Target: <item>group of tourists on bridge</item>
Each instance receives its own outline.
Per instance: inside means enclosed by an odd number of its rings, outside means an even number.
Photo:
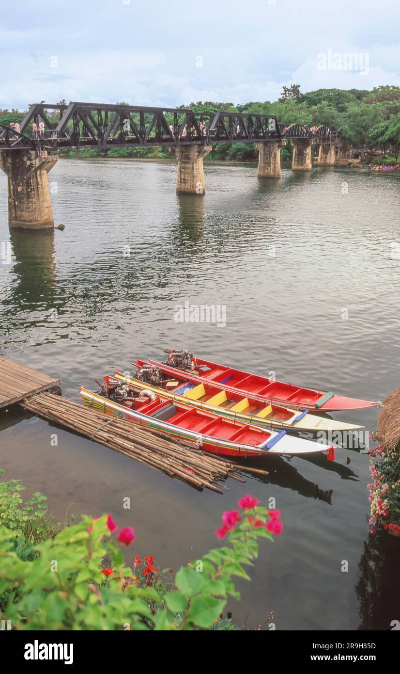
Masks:
[[[19,122],[10,122],[9,127],[10,129],[16,131],[17,133],[21,133]],[[38,123],[34,119],[32,123],[32,137],[35,140],[44,137],[44,122],[42,119],[39,119]]]

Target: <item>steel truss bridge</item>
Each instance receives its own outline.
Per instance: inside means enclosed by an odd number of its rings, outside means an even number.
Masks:
[[[54,114],[55,112],[55,119]],[[51,119],[49,119],[49,118]],[[33,132],[32,123],[44,129]],[[323,125],[284,127],[275,117],[239,113],[197,113],[184,108],[152,108],[100,103],[32,105],[20,131],[0,125],[0,150],[178,146],[304,139],[337,142],[340,131]]]

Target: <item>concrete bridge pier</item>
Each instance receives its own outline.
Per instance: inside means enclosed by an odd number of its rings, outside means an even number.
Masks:
[[[8,177],[10,229],[54,228],[47,174],[57,158],[36,150],[0,152],[0,168]]]
[[[170,148],[170,152],[178,160],[178,194],[205,194],[203,160],[211,151],[208,145],[182,145]]]
[[[283,144],[280,140],[255,143],[259,151],[259,178],[281,177],[281,148]]]
[[[318,153],[319,166],[335,166],[335,143],[330,140],[323,140],[319,146]]]
[[[312,158],[311,156],[312,138],[292,138],[290,144],[293,148],[292,171],[311,171]]]

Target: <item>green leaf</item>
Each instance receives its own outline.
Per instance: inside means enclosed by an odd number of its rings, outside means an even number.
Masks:
[[[154,623],[154,630],[176,630],[174,616],[170,613],[169,611],[160,611],[156,615],[152,617],[152,620]]]
[[[174,613],[182,613],[187,607],[187,597],[181,592],[168,592],[164,597],[170,611]]]
[[[239,576],[241,578],[246,578],[246,580],[251,580],[250,576],[246,573],[243,567],[237,561],[225,564],[224,572],[229,576]]]
[[[199,592],[204,583],[203,574],[182,566],[176,574],[175,582],[187,596],[194,596]]]
[[[189,619],[201,627],[209,627],[218,620],[226,603],[224,599],[215,599],[209,594],[199,594],[191,603]]]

------------------------------------------------------------------------

WHAT THIS TASK INVOLVES - Pick out each line of the records above that contains the string "Target" and copy those lines.

SOLVED EXERCISE -
Target: <item>group of tourists on bridge</item>
Target: <item>steel truss bridge</item>
Target: <item>concrete bridge pier</item>
Target: <item>green leaf</item>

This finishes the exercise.